RECORDED DATA
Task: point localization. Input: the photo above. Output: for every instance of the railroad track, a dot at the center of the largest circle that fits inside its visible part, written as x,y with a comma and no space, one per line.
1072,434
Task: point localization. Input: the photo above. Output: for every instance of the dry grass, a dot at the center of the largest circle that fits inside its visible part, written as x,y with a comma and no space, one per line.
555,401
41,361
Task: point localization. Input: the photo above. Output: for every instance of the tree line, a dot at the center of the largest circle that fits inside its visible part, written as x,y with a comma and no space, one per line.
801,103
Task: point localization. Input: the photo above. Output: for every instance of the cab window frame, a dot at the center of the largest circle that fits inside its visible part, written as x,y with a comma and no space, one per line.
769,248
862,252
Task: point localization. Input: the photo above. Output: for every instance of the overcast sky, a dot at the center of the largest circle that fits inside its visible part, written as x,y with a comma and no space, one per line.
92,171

GIVEN INSTRUCTION
Reproduce every line of the material above, requests included, and adjust each point coordinate in the answers by adding -19 to it.

EXERCISE OUTPUT
Task: point localization. Input: the photo above. Output: for every instance of the railroad track, a dot at the center of the largest circle that fits inside its visible part, written as x,y with a comma and no space, one per line.
1053,415
Task: point localization. Input: the photo above. Output: for every instance of the dry grass, a dot at the center of the largest circle that fits inside its visible part, written as x,y with a comma and no space, one per line.
536,382
22,342
Task: point localization. Input: the photo above. Output: for every instance of the tree line, a dot at the center of the largest circle that fits inside its visible part, written as x,y with a comma and no space, one per line.
782,84
Task: point localization. Input: the photo above. Output: for every instance of the cab window frame, a dot at the center of the largest circle that fits inside its visible part, written as x,y with a comma and no space, one per line.
750,229
843,233
Task: point localization. Input: the photo above. Output: for every instance of the overcast sky, a dot at the center of the largest circle that fits inside its visible part, written as x,y with a comma and no space, one per line.
73,152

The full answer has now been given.